**Tarefas a cumprir:**
A. Liste as instituições financeiras que, no trecho original, preveem a queda da economia e indique o percentual atribuído a cada uma.
B. De acordo com o trecho original, as afirmações abaixo estão corretas? Responda sim ou não a cada uma e cite as palavras do trecho que justificam a resposta.
(i) O Federal Reserve anunciou a compra ilimitada de ativos antes da abertura dos mercados.
(ii) Os republicanos controlam a Câmara dos Representantes.
(iii) O programa prevê cheques de 500 dólares por adulto.

**Trecho original:**
^^^^^^^^
O programa inclui o envio maciço de cheques para um grande número de residências, 1.200 dólares (6.170 reais) por adulto e 500 (2.570 reais) por menor de idade, e ainda 350 bilhões de dólares em garantias para as pequenas e médias empresas para ajudá-las a minimizar demissões. Além da expansão da cobertura de saúde, um dos elementos que mais preocupa os republicanos é a quantia de 500 bilhões de dólares em empréstimos para empresas e Estados, já que deixa sua distribuição em mãos do Departamento do Tesouro, de forma arbitrária e com pouca transparência. Nas palavras da senadora Elizabeth Warren, ex-candidata à presidência e muito crítica dos excessos de Wall Street, essa medida se tornaria, de fato, um “fundo ilegal” para as empresas.
O líder da maioria republicana, Mitch McConnell, se expressou com dureza contra a oposição por seu receio em relação ao programa e a acusou de tentar avançar em suas políticas progressistas usando-o como veículo. “Vocês estão brincando comigo?”, alfinetou durante seu discurso antes da votação. “Os democratas não vão nos permitir injetar recursos em hospitais ou pequenas empresas, a menos que consigam tirar o pó do seu Green New Deal.”
Esta crise brutal mundial desencadeada pelo vírus chegou em um momento de grande polarização política nos Estados Unidos, a bem menos de um ano das eleições presidenciais. O Congresso que esta segunda-feira discute o maior programa de ajuda econômica da história moderna é o mesmo em que há apenas um mês e meio, estava sendo julgado ―e absolvido― o presidente Trump, no terceiro impeachment da história do país. De tudo o que encarnava a vida normal, por mais turbulenta que fosse, parece que se passou uma eternidade.
O acordo entre democratas, que controlam a Câmara dos Representantes, e republicanos, majoritários no Senado, é dado como certo no final, mas esta é uma corrida contra o relógio, no campo da saúde e no financeiro. Nesta segunda-feira, antes da abertura dos mercados, o Federal Reserve anunciou que compraria ativos de forma ilimitada e pelo tempo necessário até que os mercados se estabilizassem. Ou seja, um balcão livre de crédito para que a economia não entre em colapso, mas Wall Street parece imperturbável diante de semelhante anúncio. Com a atividade interrompida, as ações das empresas queimam nas mãos dos investidores e os papéis caem na Bolsa. O bloqueio do plano de resgate e salvamento e o aumento das restrições de movimento pesaram mais no ânimo dos que compram e vendem nas Bolsas.
Ansiedade
A ansiedade causada por essa paralisação era óbvia na mensagem que Donald Trump escreveu em sua conta no Twitter no domingo, por volta da meia-noite. “Não podemos permitir que a cura seja pior que o problema, no final do período de 15 dias, tomaremos uma decisão sobre aonde devemos ir”, escreveu o presidente dos EUA. Uma simples repassada nas últimas previsões dos gabinetes de análise da economia ajuda a entender o medo: o Morgan Stanley vê semelhanças com a Grande Depressão de 80 anos atrás e calculou que no segundo trimestre a economia pode cair 30%, o Goldman Sachs estima em 24% e o JP Morgan chega a parecer otimista ao prever uma contração de 14%.
Enquanto isso, as dificuldades continuam. Um senador do Kentucky, Rand Paul, testou positivo para o coronavírus, e outros que tiveram em contato com Paul, Mitt Romney e Mike Lee, ambos de Utah, estão em quarentena por precaução.
^^^^^^^^
**Dados fornecidos:**
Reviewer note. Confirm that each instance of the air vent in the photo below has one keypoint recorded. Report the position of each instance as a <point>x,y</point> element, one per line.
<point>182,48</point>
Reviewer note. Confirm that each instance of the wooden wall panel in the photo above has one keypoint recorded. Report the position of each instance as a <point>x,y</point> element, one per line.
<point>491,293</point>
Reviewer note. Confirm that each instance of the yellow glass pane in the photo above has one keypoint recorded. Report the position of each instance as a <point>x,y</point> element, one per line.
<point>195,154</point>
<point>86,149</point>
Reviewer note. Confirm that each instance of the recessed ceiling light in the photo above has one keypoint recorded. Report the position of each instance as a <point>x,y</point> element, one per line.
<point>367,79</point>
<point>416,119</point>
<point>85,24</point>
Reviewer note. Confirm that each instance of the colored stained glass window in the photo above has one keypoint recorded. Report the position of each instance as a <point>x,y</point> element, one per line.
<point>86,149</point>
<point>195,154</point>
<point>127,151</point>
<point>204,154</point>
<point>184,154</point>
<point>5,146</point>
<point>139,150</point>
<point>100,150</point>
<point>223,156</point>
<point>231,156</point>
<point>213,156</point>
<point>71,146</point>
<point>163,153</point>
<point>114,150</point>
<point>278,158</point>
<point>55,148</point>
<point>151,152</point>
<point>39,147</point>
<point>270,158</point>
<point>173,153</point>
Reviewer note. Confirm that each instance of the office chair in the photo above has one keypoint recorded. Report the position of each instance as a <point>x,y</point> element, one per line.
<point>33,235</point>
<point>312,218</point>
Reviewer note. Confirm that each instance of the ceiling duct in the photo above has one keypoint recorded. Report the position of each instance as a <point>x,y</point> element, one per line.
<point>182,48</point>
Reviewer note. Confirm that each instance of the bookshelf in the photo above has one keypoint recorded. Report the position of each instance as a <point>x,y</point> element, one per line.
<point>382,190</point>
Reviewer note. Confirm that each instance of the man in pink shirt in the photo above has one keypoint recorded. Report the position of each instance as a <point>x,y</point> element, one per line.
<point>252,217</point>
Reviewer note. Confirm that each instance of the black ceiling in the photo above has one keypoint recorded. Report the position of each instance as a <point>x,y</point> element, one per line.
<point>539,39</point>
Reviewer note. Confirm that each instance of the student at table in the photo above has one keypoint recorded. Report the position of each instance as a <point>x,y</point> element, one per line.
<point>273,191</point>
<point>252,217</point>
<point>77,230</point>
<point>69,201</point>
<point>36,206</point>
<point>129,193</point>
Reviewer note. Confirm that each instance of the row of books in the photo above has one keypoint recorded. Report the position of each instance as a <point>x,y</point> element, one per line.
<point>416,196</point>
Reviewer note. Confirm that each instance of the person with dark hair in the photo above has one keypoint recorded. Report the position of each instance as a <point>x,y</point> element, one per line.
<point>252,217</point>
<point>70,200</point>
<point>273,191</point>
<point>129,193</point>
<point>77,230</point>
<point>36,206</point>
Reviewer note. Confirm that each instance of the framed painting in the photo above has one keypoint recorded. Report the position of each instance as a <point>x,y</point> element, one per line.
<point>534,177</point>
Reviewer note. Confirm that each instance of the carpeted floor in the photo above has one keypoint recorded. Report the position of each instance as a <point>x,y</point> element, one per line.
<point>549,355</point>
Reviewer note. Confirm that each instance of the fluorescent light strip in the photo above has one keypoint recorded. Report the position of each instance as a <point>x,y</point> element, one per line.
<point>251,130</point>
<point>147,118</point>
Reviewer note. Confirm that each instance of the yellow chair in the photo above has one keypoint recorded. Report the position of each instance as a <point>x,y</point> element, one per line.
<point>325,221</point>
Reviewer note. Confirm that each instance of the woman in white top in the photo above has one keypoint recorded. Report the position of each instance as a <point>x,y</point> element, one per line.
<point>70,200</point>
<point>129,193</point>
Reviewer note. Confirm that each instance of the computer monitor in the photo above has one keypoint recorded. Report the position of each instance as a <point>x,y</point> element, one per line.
^^^^^^^^
**Respostas por tarefa:**
A.
- Morgan Stanley: 30%
- Goldman Sachs: 24%
- JP Morgan: 14%

B.
(i) Sim: "Nesta segunda-feira, antes da abertura dos mercados, o Federal Reserve anunciou que compraria ativos de forma ilimitada"
(ii) Não: "democratas, que controlam a Câmara dos Representantes"
(iii) Não: "1.200 dólares (6.170 reais) por adulto e 500 (2.570 reais) por menor de idade"